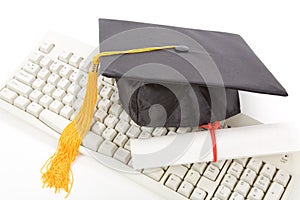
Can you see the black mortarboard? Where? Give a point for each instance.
(194, 84)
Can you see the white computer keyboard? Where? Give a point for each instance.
(48, 89)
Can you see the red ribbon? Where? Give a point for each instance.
(212, 127)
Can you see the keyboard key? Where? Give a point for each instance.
(255, 194)
(65, 56)
(268, 171)
(122, 155)
(192, 177)
(185, 189)
(107, 148)
(262, 183)
(275, 191)
(25, 77)
(211, 172)
(34, 109)
(235, 169)
(35, 96)
(255, 164)
(45, 101)
(223, 192)
(229, 181)
(109, 133)
(282, 177)
(198, 194)
(92, 141)
(173, 182)
(21, 102)
(156, 174)
(8, 95)
(19, 87)
(242, 187)
(38, 84)
(46, 47)
(248, 176)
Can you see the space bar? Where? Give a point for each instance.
(53, 120)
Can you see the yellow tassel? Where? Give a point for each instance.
(56, 172)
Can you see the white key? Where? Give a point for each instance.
(76, 76)
(106, 92)
(55, 67)
(109, 134)
(262, 183)
(69, 99)
(53, 79)
(35, 96)
(275, 191)
(223, 192)
(229, 181)
(53, 120)
(45, 101)
(236, 169)
(98, 128)
(133, 132)
(107, 148)
(198, 194)
(255, 164)
(100, 115)
(173, 182)
(120, 139)
(49, 89)
(248, 176)
(34, 109)
(63, 84)
(115, 109)
(46, 47)
(212, 172)
(104, 104)
(122, 126)
(159, 131)
(56, 106)
(65, 72)
(66, 112)
(268, 171)
(111, 121)
(43, 74)
(25, 77)
(282, 177)
(199, 167)
(31, 68)
(125, 116)
(185, 189)
(74, 89)
(19, 87)
(242, 187)
(178, 170)
(192, 177)
(38, 84)
(75, 61)
(92, 141)
(236, 196)
(58, 94)
(255, 194)
(8, 95)
(65, 56)
(36, 58)
(155, 174)
(21, 102)
(46, 62)
(122, 155)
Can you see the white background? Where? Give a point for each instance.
(271, 28)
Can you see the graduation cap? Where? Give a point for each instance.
(166, 76)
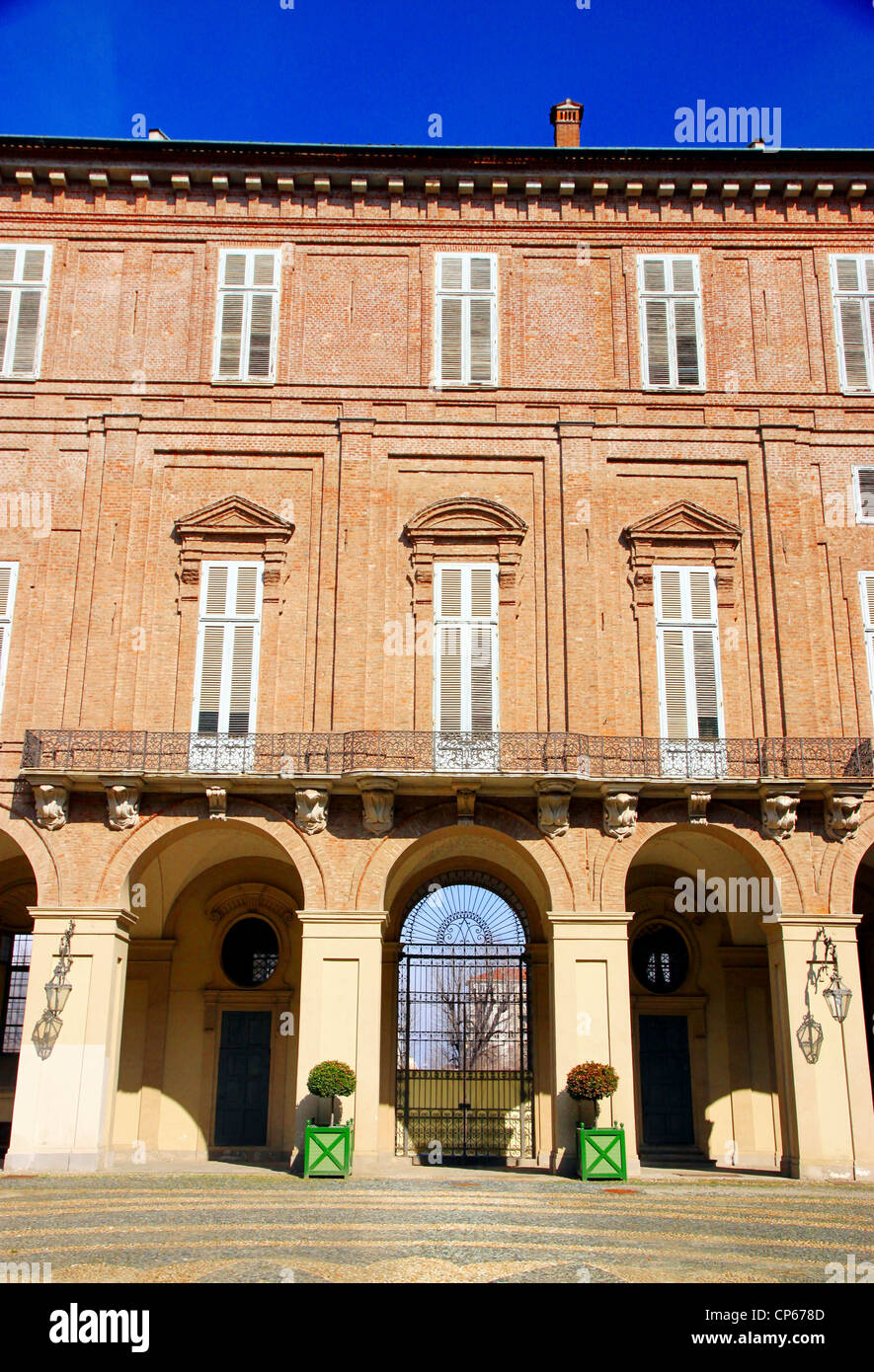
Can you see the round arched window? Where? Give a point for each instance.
(660, 957)
(250, 953)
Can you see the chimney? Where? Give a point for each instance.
(566, 119)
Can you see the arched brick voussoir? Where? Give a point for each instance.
(36, 847)
(187, 813)
(726, 825)
(842, 877)
(523, 847)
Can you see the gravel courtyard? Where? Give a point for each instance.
(236, 1224)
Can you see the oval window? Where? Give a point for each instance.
(660, 959)
(250, 953)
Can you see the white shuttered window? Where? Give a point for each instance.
(863, 495)
(852, 292)
(24, 288)
(246, 316)
(228, 641)
(9, 579)
(866, 587)
(465, 648)
(467, 319)
(687, 644)
(672, 330)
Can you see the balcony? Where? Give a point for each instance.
(419, 757)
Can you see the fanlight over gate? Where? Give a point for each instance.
(464, 1027)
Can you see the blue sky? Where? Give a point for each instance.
(376, 70)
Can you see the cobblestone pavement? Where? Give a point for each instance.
(246, 1225)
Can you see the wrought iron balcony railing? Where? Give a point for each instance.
(145, 753)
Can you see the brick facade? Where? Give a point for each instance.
(132, 439)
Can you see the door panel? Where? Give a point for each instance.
(243, 1079)
(666, 1082)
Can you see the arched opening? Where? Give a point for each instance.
(18, 890)
(863, 904)
(464, 1051)
(705, 1075)
(207, 1052)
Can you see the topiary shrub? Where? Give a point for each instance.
(331, 1079)
(328, 1080)
(592, 1082)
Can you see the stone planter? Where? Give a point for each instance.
(328, 1149)
(601, 1154)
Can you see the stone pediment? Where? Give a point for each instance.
(683, 520)
(232, 527)
(464, 517)
(467, 526)
(233, 514)
(682, 533)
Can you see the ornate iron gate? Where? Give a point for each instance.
(464, 1052)
(464, 1077)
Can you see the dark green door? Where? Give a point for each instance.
(666, 1084)
(243, 1079)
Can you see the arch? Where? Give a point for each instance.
(504, 841)
(176, 819)
(729, 826)
(845, 869)
(35, 847)
(437, 914)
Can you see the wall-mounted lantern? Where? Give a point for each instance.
(56, 992)
(837, 995)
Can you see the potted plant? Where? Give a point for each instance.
(601, 1153)
(328, 1147)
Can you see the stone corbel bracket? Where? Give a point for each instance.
(619, 816)
(122, 801)
(377, 802)
(553, 802)
(52, 804)
(312, 808)
(842, 812)
(779, 813)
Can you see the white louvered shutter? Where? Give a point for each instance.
(247, 316)
(864, 495)
(465, 319)
(687, 647)
(226, 679)
(9, 579)
(670, 296)
(852, 287)
(467, 648)
(24, 283)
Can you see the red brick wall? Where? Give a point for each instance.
(127, 433)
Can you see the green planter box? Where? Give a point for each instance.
(601, 1154)
(328, 1149)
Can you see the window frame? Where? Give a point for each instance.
(203, 619)
(14, 935)
(6, 619)
(465, 623)
(867, 327)
(670, 296)
(17, 285)
(858, 506)
(465, 295)
(246, 291)
(687, 626)
(867, 626)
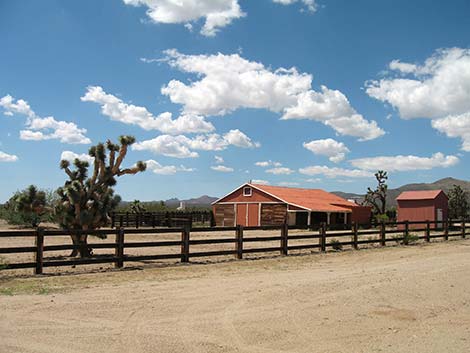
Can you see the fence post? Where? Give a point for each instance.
(185, 244)
(428, 231)
(406, 234)
(354, 229)
(239, 243)
(323, 237)
(39, 250)
(446, 229)
(119, 250)
(382, 233)
(284, 239)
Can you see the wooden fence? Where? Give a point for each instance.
(386, 233)
(175, 219)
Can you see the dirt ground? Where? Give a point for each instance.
(400, 299)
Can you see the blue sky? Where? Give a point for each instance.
(316, 94)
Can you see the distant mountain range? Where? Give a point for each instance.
(443, 184)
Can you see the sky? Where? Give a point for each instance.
(300, 93)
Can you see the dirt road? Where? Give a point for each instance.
(405, 299)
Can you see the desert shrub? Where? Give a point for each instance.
(336, 244)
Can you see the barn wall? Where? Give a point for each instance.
(273, 214)
(415, 210)
(224, 215)
(257, 196)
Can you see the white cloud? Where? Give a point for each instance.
(117, 110)
(71, 156)
(20, 107)
(288, 183)
(405, 163)
(310, 5)
(182, 147)
(280, 171)
(222, 168)
(157, 168)
(335, 172)
(229, 82)
(439, 87)
(43, 128)
(269, 163)
(334, 150)
(5, 157)
(260, 182)
(455, 126)
(217, 13)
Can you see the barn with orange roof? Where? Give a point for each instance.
(260, 205)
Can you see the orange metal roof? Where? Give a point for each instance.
(311, 199)
(419, 195)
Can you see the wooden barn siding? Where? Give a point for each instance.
(224, 215)
(256, 196)
(273, 214)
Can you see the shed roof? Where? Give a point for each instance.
(419, 195)
(308, 199)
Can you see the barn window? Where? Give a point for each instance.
(247, 191)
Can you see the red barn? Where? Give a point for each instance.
(259, 205)
(426, 205)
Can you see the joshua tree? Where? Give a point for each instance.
(29, 205)
(85, 202)
(378, 198)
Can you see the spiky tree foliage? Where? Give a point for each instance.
(377, 198)
(86, 201)
(27, 206)
(458, 203)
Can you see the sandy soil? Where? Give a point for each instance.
(401, 299)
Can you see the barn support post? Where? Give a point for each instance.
(119, 249)
(382, 233)
(284, 239)
(185, 234)
(39, 250)
(239, 242)
(446, 229)
(323, 237)
(428, 231)
(354, 230)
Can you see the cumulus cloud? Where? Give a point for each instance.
(5, 157)
(117, 110)
(159, 169)
(222, 168)
(181, 146)
(335, 172)
(310, 5)
(280, 171)
(334, 150)
(71, 156)
(229, 82)
(269, 163)
(405, 163)
(43, 128)
(217, 13)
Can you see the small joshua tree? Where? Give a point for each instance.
(85, 202)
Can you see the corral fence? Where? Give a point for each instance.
(170, 219)
(288, 239)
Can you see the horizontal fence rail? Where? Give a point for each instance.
(184, 247)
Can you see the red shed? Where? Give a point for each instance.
(428, 205)
(259, 205)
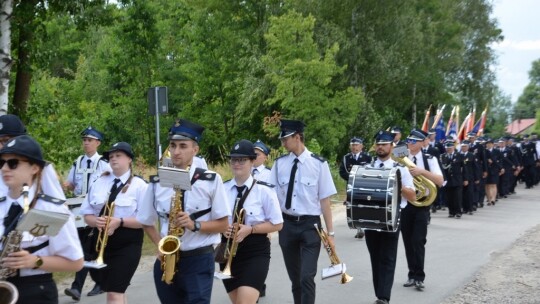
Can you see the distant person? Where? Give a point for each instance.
(356, 157)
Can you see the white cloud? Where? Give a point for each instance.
(523, 45)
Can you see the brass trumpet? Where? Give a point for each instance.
(103, 236)
(334, 260)
(232, 246)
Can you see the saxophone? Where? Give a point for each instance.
(12, 242)
(169, 245)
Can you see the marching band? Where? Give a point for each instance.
(201, 220)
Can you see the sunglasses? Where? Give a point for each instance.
(13, 163)
(240, 161)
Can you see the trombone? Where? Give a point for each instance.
(334, 260)
(103, 236)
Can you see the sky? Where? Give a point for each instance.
(520, 23)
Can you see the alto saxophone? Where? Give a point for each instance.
(169, 245)
(12, 242)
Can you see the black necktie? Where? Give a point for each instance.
(291, 185)
(11, 219)
(114, 190)
(88, 164)
(239, 201)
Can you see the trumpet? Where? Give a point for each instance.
(169, 245)
(103, 236)
(9, 294)
(334, 260)
(232, 246)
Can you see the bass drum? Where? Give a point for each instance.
(74, 205)
(373, 198)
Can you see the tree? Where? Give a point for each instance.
(6, 8)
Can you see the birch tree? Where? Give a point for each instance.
(6, 9)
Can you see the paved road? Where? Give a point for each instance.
(456, 249)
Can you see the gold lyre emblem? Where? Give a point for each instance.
(39, 230)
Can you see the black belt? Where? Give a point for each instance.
(198, 251)
(31, 279)
(298, 218)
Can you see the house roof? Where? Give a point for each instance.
(519, 126)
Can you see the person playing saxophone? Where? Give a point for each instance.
(260, 204)
(204, 215)
(415, 219)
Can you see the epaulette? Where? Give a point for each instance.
(265, 184)
(282, 155)
(51, 199)
(320, 158)
(205, 174)
(140, 177)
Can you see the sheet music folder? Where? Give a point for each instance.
(41, 222)
(174, 178)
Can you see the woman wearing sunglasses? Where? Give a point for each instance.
(262, 216)
(21, 163)
(125, 235)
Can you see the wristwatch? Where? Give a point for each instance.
(38, 263)
(196, 226)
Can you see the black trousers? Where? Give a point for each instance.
(468, 197)
(453, 197)
(300, 244)
(382, 247)
(414, 222)
(80, 276)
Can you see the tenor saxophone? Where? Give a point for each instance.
(12, 242)
(169, 245)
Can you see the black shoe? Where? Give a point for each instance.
(95, 291)
(409, 283)
(73, 293)
(263, 291)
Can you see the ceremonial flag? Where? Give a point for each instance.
(425, 125)
(440, 133)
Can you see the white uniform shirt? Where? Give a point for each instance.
(203, 195)
(261, 204)
(312, 183)
(125, 205)
(261, 173)
(406, 177)
(65, 244)
(77, 179)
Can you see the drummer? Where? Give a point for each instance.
(86, 169)
(382, 245)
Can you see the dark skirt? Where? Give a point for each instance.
(122, 255)
(251, 264)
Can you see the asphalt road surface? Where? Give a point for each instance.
(455, 251)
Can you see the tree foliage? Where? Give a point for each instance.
(344, 67)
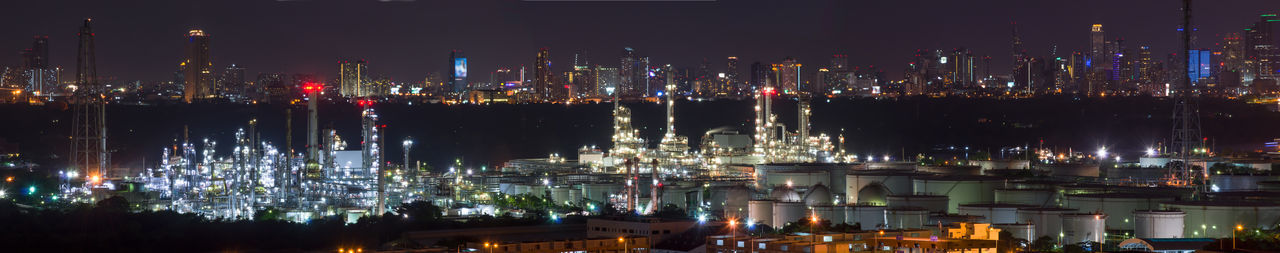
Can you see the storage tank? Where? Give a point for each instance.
(1229, 183)
(1269, 185)
(950, 169)
(868, 216)
(786, 212)
(1025, 231)
(946, 219)
(993, 212)
(1159, 222)
(560, 194)
(1216, 219)
(760, 212)
(906, 217)
(894, 182)
(1070, 170)
(833, 214)
(933, 203)
(1047, 220)
(1118, 206)
(1079, 228)
(960, 189)
(599, 192)
(1001, 164)
(891, 165)
(1033, 197)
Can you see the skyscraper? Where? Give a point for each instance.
(731, 72)
(543, 74)
(458, 76)
(1098, 55)
(86, 60)
(351, 78)
(197, 68)
(40, 78)
(787, 74)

* * * *

● Exercise description: Exact copies of the lines from the one containing "Can you see the black shoe?" through the final line of the data are required; pictures are to be omitted.

● Reply to the exercise:
Can you see the black shoe? Where? Give a point for each instance.
(95, 291)
(409, 283)
(73, 293)
(263, 291)
Can you see the ceremonial flag? Where? Give a point for each instance.
(425, 125)
(440, 133)
Can you see the white uniform shirt? Where? Give a point for each instance.
(203, 195)
(261, 204)
(312, 183)
(125, 205)
(261, 173)
(406, 177)
(65, 244)
(77, 179)
Can you see the drummer? Where? Give a point for each instance.
(86, 169)
(382, 245)
Can you see the dark skirt? Where? Give a point for each instance.
(122, 255)
(251, 264)
Can you see the asphalt road surface? Where? Give a point for each instance.
(455, 251)
Can you see the tree foliage? Where? Give a point for each instance.
(344, 67)
Can you see the storage tank? Where? Give a point for each instance.
(1229, 183)
(1269, 185)
(950, 169)
(868, 216)
(786, 212)
(1025, 231)
(946, 219)
(993, 212)
(1159, 222)
(560, 194)
(1216, 219)
(760, 212)
(906, 217)
(894, 182)
(1070, 170)
(833, 214)
(933, 203)
(1047, 220)
(1118, 206)
(1079, 228)
(960, 189)
(599, 192)
(1001, 164)
(891, 165)
(1033, 197)
Can you see the skyscraper? Where? Give a point for each instance.
(731, 72)
(543, 74)
(458, 76)
(1098, 55)
(86, 60)
(351, 78)
(197, 68)
(40, 78)
(787, 74)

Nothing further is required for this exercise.